Rory Van Loo
Abstracted from: Rory Van Loo, A Tale of Two Debtors: Bankruptcy Disparities by Race, 72 Albany Law Review 231 (2009)
Legal policy has long struggled with the issue of official neutrality in the face of racially disparate results. While the days of laws explicitly discriminating against people of color may be gone, the legal system as a whole has not attained perfect race neutrality. Scholars have offered evidence of this tension in disparate spheres such as criminal justice, employment, and education. This paper adds to that history by offering evidence of racial difference in the court system in an area in which such differences had not been posited before: bankruptcy filings. Such an addition to the debate is particularly timely given the current credit turmoil and heightened prominence of bankruptcy as a societal actor.
When it amended the Bankruptcy Code ("the Code") in 2005, Congress sought to curb perceived debtor "abuse" of bankruptcy laws by pushing more debtors out of Chapter 7 and into Chapter 13. The amendments thus deny some debtors Chapter 7's immediate and almost automatic cancellation of debts, and instead *232 thrust them into a Chapter 13 that requires the debtor to make exacting payments to creditors over a period of up to five years. In so doing, Congress may have exacerbated racial disparity in bankruptcy relief.

§ **TASK**
Pick up the piece on racial disparities in bankruptcy where it stops and continue it for a paragraph or two.

§ **DATA EXCERPTS**

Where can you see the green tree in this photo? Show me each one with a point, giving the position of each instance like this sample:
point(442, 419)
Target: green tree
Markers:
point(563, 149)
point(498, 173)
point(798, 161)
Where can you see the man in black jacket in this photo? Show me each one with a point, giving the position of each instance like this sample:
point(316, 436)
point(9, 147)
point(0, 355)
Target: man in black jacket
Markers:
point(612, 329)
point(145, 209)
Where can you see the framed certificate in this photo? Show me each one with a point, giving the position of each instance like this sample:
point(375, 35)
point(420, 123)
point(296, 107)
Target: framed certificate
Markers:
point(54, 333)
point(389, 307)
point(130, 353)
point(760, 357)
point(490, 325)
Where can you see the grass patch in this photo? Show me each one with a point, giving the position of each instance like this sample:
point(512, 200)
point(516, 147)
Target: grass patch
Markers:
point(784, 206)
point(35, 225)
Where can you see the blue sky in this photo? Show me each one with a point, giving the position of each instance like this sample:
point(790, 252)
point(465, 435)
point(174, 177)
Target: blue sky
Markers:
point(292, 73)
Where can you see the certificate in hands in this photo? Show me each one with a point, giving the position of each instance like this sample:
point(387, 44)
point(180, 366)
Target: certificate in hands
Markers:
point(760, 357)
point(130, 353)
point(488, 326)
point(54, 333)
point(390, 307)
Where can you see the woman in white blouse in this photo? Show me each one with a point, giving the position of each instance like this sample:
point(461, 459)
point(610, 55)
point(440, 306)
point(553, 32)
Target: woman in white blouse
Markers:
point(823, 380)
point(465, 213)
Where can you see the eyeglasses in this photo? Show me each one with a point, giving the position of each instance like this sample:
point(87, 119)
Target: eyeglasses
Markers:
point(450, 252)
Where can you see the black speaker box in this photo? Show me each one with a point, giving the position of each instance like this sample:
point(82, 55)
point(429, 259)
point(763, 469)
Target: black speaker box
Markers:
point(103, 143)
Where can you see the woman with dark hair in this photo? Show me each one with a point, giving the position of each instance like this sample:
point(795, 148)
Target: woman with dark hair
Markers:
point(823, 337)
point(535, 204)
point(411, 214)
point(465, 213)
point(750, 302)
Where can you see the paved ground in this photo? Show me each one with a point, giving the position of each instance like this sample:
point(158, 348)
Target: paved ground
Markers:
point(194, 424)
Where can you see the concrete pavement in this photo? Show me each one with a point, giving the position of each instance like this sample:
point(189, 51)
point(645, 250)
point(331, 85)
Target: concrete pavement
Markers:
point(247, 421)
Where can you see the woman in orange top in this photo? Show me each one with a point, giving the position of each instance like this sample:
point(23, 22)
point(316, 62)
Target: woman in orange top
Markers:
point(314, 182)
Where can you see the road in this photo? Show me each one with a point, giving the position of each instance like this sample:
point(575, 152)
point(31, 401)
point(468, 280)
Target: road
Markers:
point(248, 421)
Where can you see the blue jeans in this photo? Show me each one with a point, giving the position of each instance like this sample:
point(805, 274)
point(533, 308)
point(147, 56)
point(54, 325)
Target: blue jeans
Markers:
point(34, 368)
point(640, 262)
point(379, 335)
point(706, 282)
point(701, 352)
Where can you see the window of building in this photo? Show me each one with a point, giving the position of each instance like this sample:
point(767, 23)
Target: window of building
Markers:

§ **RESPONSE TO THIS TASK**
The data from this paper suggest that minorities who enter bankruptcy are far less likely than whites to receive a bankruptcy discharge. Part of this is simply because of the choice that debtors make. Black debtors, for example, are three times more likely to choose Chapter 13 than are white debtors. Because the overall relief rate was only 23% for Chapter 13, this means that blacks are disproportionately denied relief based on the bankruptcy chapter they choose.
More worrisome is that the empirical data in this paper suggest that once minorities enter Chapter 13, they obtain bankruptcy relief far less often than do whites--the odds of a discharge are 40% lower for black or Hispanic debtors as compared to white ones, even after controlling for income, education, and employment. In other words, Congress's recent amendments have made it so that some minority debtors will no longer have the option of an immediate Chapter 7 discharge in which all races fare the same, and must instead enter a long-term payment Chapter 13 in which their race may be a determining factor in whether they ever get a successful discharge.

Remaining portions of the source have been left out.